## GOAL OF THE EXERCISE
Copy out the data below word for word, omitting the pictures.
------------------------------------------------------------------------
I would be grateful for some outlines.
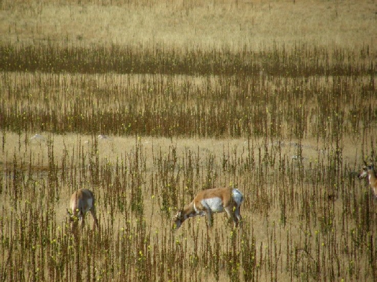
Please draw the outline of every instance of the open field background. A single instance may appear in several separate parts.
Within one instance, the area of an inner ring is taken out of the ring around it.
[[[376,280],[375,1],[0,2],[1,281]],[[37,135],[35,135],[37,134]],[[243,193],[173,231],[203,189]],[[100,228],[72,234],[72,193]]]

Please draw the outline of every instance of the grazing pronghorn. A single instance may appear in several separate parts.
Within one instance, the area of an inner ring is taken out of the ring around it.
[[[211,227],[212,213],[224,210],[230,220],[233,219],[237,227],[238,221],[242,219],[239,208],[243,201],[243,196],[237,189],[229,187],[204,190],[173,218],[173,228],[178,229],[186,220],[196,215],[207,215],[208,225]]]
[[[358,177],[359,179],[362,179],[368,176],[369,185],[373,189],[374,197],[377,197],[377,179],[375,177],[374,167],[372,163],[369,165],[367,164],[365,161],[364,161],[364,163],[365,165],[363,167],[363,170],[359,173]]]
[[[70,206],[72,211],[67,209],[70,217],[71,228],[73,229],[78,220],[81,220],[81,228],[84,227],[84,218],[86,212],[90,211],[94,220],[93,229],[98,226],[98,221],[96,216],[95,200],[93,192],[87,189],[79,189],[71,197]]]

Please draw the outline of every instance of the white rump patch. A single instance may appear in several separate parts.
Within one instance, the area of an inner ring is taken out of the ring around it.
[[[221,199],[218,197],[204,199],[202,204],[209,209],[212,212],[221,212],[224,211],[224,207]]]

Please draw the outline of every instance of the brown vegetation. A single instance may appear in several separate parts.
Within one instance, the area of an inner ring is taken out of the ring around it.
[[[375,4],[188,3],[0,3],[0,280],[376,280]]]

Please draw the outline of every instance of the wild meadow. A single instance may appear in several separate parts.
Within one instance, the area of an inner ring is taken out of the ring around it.
[[[377,279],[373,1],[0,9],[1,281]],[[241,228],[173,229],[229,186]]]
------------------------------------------------------------------------
## FULL RESPONSE
I would be grateful for some outlines.
Please draw the outline of every instance of the open field background. A single instance may appear in several separate parts.
Within one instance, the area of an inner ring is taken out of the ring around it.
[[[376,280],[375,1],[0,2],[1,281]],[[37,135],[35,135],[37,134]],[[243,193],[173,231],[203,189]],[[100,228],[72,234],[72,193]]]

Please draw the outline of every instance of the grazing pronghorn. A single instance may appear in several separate parts.
Within one instance, the area of an inner ring is taken out of the ring around it.
[[[211,227],[212,213],[224,210],[230,220],[233,219],[237,227],[238,221],[242,219],[239,208],[243,201],[243,196],[237,189],[229,187],[204,190],[173,218],[173,228],[178,229],[186,220],[196,215],[207,215],[208,225]]]
[[[358,177],[359,179],[362,179],[368,176],[369,185],[373,189],[374,197],[377,197],[377,179],[375,177],[374,167],[372,163],[369,165],[367,164],[365,161],[364,161],[364,163],[365,165],[363,167],[363,170],[359,173]]]
[[[70,206],[72,211],[67,209],[70,217],[71,228],[73,229],[78,220],[81,220],[81,228],[84,227],[84,218],[86,212],[90,211],[94,220],[93,229],[98,226],[98,221],[96,216],[95,200],[93,192],[87,189],[79,189],[71,197]]]

Please draw the outline of every instance of the white rump patch. A single instance may appear in several separate parts.
Within one instance, the area of an inner ring is taken out of the ring around it.
[[[221,199],[218,197],[204,199],[202,204],[209,209],[212,212],[221,212],[224,211],[224,207]]]

Please draw the outline of every instance of the brown vegetation. A single instance may appear in several separate parts.
Within one instance, the area of an inner ring is taken out of the ring around it.
[[[375,4],[188,3],[0,3],[0,280],[376,280]]]

Please draw the outline of every instance of the wild meadow. A single instance may appear in several separate parts.
Within one instance, the area of an inner ring is taken out of the ring around it.
[[[377,279],[373,1],[0,9],[1,281]],[[241,228],[173,229],[229,186]]]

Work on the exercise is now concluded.